_The records_.

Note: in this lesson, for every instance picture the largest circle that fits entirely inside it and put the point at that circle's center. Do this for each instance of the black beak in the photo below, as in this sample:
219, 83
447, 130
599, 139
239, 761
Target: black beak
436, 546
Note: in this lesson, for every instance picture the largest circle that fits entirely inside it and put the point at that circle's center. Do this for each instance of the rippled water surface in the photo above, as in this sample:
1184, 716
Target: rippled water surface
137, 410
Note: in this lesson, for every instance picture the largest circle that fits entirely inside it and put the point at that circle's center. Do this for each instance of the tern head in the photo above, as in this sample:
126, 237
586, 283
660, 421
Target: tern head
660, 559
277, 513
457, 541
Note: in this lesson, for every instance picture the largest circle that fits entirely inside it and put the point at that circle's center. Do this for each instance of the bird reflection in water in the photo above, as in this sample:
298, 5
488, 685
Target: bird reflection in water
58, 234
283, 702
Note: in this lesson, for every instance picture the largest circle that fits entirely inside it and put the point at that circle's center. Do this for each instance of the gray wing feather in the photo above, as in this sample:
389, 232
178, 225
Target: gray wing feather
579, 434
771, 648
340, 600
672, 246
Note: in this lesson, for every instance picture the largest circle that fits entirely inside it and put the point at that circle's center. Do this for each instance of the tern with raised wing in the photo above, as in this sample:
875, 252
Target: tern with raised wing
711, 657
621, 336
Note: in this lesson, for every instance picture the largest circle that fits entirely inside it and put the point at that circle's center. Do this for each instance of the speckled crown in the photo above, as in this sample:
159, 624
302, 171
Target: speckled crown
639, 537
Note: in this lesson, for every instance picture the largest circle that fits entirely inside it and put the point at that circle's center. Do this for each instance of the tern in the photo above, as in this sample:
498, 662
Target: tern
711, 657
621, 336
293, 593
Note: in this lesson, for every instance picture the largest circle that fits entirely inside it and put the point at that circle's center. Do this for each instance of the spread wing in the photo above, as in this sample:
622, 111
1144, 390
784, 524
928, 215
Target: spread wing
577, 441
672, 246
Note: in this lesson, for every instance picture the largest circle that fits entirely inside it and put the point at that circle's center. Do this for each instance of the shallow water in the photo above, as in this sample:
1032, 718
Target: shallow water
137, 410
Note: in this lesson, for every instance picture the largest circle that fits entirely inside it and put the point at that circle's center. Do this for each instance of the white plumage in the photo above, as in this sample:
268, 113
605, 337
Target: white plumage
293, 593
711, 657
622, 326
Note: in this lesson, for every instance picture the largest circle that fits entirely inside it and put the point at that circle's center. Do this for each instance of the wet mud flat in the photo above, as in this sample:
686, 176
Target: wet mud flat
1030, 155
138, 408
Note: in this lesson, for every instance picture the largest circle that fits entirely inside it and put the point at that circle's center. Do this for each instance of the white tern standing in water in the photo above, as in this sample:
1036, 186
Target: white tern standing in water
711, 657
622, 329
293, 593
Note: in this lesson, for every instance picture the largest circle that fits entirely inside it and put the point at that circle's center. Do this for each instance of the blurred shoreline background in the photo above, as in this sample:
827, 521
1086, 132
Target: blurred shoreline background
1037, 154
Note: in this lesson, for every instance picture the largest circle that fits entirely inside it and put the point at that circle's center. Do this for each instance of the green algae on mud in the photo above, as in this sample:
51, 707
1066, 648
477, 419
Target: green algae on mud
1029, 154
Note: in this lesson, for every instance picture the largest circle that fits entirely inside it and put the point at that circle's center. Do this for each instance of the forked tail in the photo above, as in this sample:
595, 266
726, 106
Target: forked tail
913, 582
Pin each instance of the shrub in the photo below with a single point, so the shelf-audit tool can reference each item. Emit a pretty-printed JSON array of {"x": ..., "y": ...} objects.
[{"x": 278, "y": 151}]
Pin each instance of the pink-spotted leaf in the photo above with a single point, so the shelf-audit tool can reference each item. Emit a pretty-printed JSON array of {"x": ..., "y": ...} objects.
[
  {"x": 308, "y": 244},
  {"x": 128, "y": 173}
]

_Task details_.
Copy all of the records above with every "lesson" swapped for "exercise", leaving everything else untouched.

_Response_.
Note: in this exercise, for every instance picture the largest circle that fits entirely inside it and put the point at that circle's center. Do this for each instance of the black beak in the photo below, as in this sample:
219, 83
447, 130
599, 139
239, 761
Target: black beak
436, 546
Note: in this exercise, for every instance picture the largest circle that fits entirely inside it and put the point at that circle's center. Do this for each instance of the rippled water surface in the photo above, as in this sample:
1184, 716
Target: rippled water surface
137, 410
Note: in this exercise, for every instance picture the largest circle that fits entirely inside it and put the point at that circle's center. Do this for each instance of the tern head in the photo above, as in this sample:
126, 237
586, 283
660, 421
Target: tern head
660, 559
277, 513
457, 541
Note: in this exercise, for every instance picture the largest circle that fits entirely inside it and put the point at that circle's center. Do this for each instance of the bird reflection in water in the photo above, as in this sample:
298, 5
488, 685
Target: bird reflection in water
58, 234
283, 702
Note: in this exercise, for every instance picture the largest circle that fits entirely inside it and put the point at that circle's center. Do this for each instance of the gray wing feather in the photo above, as in this sample:
389, 232
178, 225
Target: gray wing feather
579, 434
771, 648
340, 600
672, 246
Note: in this exercise, for every instance picture the largest circle that fits entirely inside it and put the point at that circle's center. Do this for each instance of the tern with raised wing in the photo above, as in this sample:
875, 252
Target: tern with raised wing
711, 657
621, 336
Note: in this exercise, for every instance picture the largest circle that fits entirely inside it and put the point at that circle's center. Do this for each instance of the speckled crown in the photo above, as in this sample:
159, 624
302, 171
Target: speckled crown
639, 537
Note: in this exercise, for every instance picture the largest circle that fits entirely inside it and put the point at that circle's center. Do this for each instance of the tern in the photo above, as in this sample:
498, 662
Target: tern
711, 657
621, 336
293, 593
Note: in this exercise, for every instance picture the largest circle that fits entirely inside it and put the point at that circle's center. Do this for each instance of the spread wing in the photo above, as in this sample:
622, 111
1144, 390
784, 524
928, 215
Target: spread wing
577, 441
672, 246
Note: in this exercise, for every instance picture the largest circle that fits entirely inside it and put the point at that circle's center. Do this for each instance of the shallow water in the photo above, as in this sample:
1032, 718
Target: shallow water
137, 410
Note: in this exercise, for every instance picture the largest circle that fits entirely inside it and put the point at that circle's center. Do this for each instance of the white plumage in the photo above, as in this sample:
268, 113
605, 337
Target: white plumage
293, 593
711, 657
622, 326
Note: in this exercise, for every instance picture the largest circle that fits entirely inside it and put the point at that circle's center. Do this for each instance of the wet mud flat in the photo above, as in this sample:
686, 176
Target: wet mud flat
1030, 155
138, 408
Note: in this exercise, for every instance picture the largest circle that fits entirely inside it and put the point at that circle's center. Do this for each instance of the white tern standing in water in the photo above, as in this sample:
1036, 186
Target: white tern standing in water
711, 657
622, 329
293, 593
Note: in this exercise, for every instance picture the largest circle that fits entirely inside it and put the point at that circle's center. Do this for each instance of the blurred shoreline background in the photo above, as in this sample:
827, 521
1086, 132
Target: blurred shoreline background
1037, 154
Note: in this exercise, for every instance picture the largest circle that fits entirely inside it and put the point at that circle's center. Do this for each instance of the green algae on mud in the photo above, as in this sample:
51, 707
1066, 648
477, 419
Target: green algae on mud
1029, 154
Note: in this exercise, for every instance picture the largest circle that fits entirely inside it and put the point at that circle's center. Do this for each instance of the forked tail in the photo above, as in this sample:
595, 266
726, 106
Target: forked tail
913, 582
Pin each instance of the shrub in the photo below with a single point, so the shelf-audit tool can reference each item. Emit a pretty-printed JSON array of {"x": ..., "y": ...} objects.
[{"x": 278, "y": 151}]
Pin each instance of the pink-spotted leaf in the photo above with a single point, so the shelf-audit tool can reference each item. Emit a pretty-printed JSON array of {"x": ..., "y": ...} objects.
[
  {"x": 308, "y": 244},
  {"x": 128, "y": 173}
]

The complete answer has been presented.